■ WHAT YOU NEED TO DO
Write out, word for word, the part of the material that opens with the line containing "Return the outline of every instance of the **woman" and closes with the line containing "M95 94L93 107L87", keeping both of those lines.

(Shape boundary entries)
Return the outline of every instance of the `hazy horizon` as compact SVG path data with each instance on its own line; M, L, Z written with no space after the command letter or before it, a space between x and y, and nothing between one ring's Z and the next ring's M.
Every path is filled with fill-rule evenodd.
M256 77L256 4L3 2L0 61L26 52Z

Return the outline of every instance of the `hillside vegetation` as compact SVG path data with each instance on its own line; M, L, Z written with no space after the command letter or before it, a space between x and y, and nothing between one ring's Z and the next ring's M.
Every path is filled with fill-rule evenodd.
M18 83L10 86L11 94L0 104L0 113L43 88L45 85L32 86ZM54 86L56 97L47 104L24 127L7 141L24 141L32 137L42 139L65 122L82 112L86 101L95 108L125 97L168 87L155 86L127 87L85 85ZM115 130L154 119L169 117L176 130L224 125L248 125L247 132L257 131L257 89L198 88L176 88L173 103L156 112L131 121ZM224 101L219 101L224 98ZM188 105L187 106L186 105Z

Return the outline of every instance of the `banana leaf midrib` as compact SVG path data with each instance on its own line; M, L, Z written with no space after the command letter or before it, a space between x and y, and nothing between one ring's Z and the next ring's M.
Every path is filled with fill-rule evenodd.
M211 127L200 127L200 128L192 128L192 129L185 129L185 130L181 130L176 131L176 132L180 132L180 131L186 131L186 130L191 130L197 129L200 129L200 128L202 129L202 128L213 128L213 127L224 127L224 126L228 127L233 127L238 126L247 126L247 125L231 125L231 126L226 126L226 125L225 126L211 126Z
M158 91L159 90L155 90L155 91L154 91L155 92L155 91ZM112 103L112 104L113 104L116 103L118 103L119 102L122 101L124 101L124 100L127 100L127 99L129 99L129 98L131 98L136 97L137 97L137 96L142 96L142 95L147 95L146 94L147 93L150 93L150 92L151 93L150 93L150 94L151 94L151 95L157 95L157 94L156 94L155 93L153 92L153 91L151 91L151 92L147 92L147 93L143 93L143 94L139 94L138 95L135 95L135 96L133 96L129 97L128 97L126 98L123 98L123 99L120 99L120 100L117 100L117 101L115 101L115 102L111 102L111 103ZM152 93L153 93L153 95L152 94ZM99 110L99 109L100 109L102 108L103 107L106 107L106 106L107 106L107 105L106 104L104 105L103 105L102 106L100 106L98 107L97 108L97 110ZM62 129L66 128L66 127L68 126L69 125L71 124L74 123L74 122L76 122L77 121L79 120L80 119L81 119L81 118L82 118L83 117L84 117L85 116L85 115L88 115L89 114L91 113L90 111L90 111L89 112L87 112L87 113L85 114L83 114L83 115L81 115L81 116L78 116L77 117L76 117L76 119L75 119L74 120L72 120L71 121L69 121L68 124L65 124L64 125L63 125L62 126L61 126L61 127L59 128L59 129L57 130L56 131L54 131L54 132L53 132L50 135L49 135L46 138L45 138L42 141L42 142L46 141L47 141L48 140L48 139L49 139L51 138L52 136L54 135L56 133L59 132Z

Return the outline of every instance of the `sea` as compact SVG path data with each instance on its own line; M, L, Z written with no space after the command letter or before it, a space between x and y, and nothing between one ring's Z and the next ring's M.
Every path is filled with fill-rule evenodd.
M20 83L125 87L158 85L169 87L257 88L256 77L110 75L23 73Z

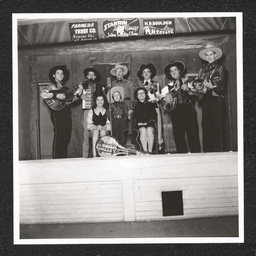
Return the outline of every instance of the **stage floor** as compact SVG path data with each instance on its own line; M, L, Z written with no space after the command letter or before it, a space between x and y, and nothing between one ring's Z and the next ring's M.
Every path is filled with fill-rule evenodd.
M20 239L153 237L238 237L238 216L168 221L20 225Z

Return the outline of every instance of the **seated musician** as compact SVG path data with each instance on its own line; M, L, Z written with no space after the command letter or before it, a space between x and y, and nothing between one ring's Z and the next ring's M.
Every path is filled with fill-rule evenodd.
M188 151L194 153L200 151L200 146L193 95L185 83L185 78L182 77L185 69L185 65L181 61L173 61L166 65L164 73L170 79L170 83L162 90L162 92L166 91L167 88L168 93L162 96L164 97L164 108L170 113L177 153L187 153ZM188 138L189 150L185 134Z
M111 127L112 135L116 138L119 144L123 145L124 137L123 132L127 129L127 114L128 107L124 103L124 88L121 86L115 86L111 88L110 95L111 105Z
M145 88L138 88L134 93L134 98L137 101L134 107L134 118L136 128L140 132L142 148L146 152L152 152L157 112L154 104L148 102L148 93Z
M95 94L93 107L89 110L87 117L87 129L92 131L93 157L97 156L96 142L111 130L110 121L107 117L108 102L103 93Z
M41 92L43 99L57 99L64 100L64 93L52 93L52 90L61 90L63 85L68 80L68 70L66 66L54 66L49 71L49 79L51 84ZM59 111L51 110L51 121L53 123L53 144L52 144L52 157L53 158L66 158L68 144L71 138L71 110L69 106L65 106Z

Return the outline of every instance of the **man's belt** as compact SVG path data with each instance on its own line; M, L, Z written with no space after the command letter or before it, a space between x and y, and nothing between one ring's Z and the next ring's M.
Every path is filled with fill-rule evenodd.
M122 118L123 115L114 115L113 117L114 117L114 118Z

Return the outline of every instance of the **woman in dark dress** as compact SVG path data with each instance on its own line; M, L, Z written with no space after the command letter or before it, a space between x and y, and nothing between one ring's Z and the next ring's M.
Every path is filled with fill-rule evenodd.
M95 94L93 107L87 117L87 129L92 131L93 157L97 156L96 142L111 130L111 124L107 117L108 102L103 93Z
M174 98L177 102L176 107L170 111L176 151L177 153L195 153L200 152L198 124L193 105L194 95L184 78L185 69L185 65L181 61L173 61L166 65L164 73L170 79L167 88L172 95L175 95ZM187 148L186 135L189 149Z
M138 88L134 98L137 101L134 107L134 118L140 132L142 148L144 151L152 152L157 121L156 109L153 103L148 102L148 93L145 88Z

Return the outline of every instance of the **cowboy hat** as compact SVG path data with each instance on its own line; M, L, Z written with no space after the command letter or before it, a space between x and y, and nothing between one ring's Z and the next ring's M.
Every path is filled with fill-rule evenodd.
M155 75L156 75L156 68L154 67L154 65L153 64L151 64L151 63L149 63L149 64L142 64L141 66L140 66L140 70L138 71L138 73L137 73L137 76L138 76L138 78L140 79L140 80L143 80L144 79L144 77L142 76L142 72L143 72L143 70L144 69L146 69L146 68L148 68L149 70L150 70L150 72L152 73L151 74L151 78L153 78Z
M87 77L89 72L93 72L96 76L95 82L99 82L101 80L100 73L95 68L86 68L84 70L84 76Z
M51 82L53 82L53 83L55 82L55 78L53 77L53 75L55 75L57 70L62 70L63 71L64 78L63 78L62 82L68 81L69 72L68 72L67 66L57 65L57 66L52 67L49 71L49 79L51 80Z
M112 87L112 88L110 89L110 91L108 91L108 93L107 93L107 100L108 100L108 102L109 102L109 99L110 99L110 103L113 103L113 102L114 102L113 94L114 94L115 92L119 92L119 93L120 93L120 95L121 95L121 101L124 100L124 88L123 88L122 86L115 86L115 87ZM110 93L110 95L109 95L109 93Z
M186 69L185 64L181 61L171 61L169 64L167 64L164 67L164 73L167 77L170 77L170 68L171 67L177 67L180 70L180 75L182 75Z
M215 53L216 53L216 59L215 59L215 60L220 59L221 56L222 56L222 50L221 50L219 47L215 47L215 46L212 45L212 44L208 44L208 45L205 46L205 49L203 49L203 50L201 50L201 51L199 52L199 57L200 57L201 59L207 61L206 55L205 55L207 52L215 52Z
M116 70L121 68L123 70L123 75L125 76L128 73L128 68L125 65L121 65L120 63L116 63L115 67L110 70L110 74L112 76L116 76Z
M148 96L148 91L147 91L147 89L145 88L145 87L139 87L139 88L137 88L136 90L135 90L135 92L134 92L134 99L135 100L139 100L138 99L138 91L144 91L145 92L145 94L146 94L146 98L145 98L145 101L148 101L148 99L149 99L149 96Z

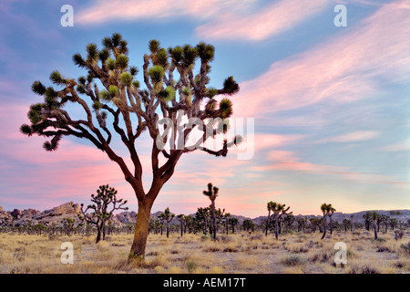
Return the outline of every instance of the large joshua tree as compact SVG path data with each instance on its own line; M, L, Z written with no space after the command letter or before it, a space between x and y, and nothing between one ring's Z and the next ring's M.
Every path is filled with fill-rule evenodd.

■ REPLY TO THE EXERCISE
Return the outline of every instance of the **woman in dark dress** as compact SVG path data with each instance on its own line; M, L, Z written with no space after the command letter or before it, a space between x and y, and nothing between one ring's Z and the next ring's M.
Every path is filled with fill-rule evenodd.
M95 94L93 107L87 117L87 129L92 131L93 157L97 156L96 142L111 130L111 124L107 117L108 102L103 93Z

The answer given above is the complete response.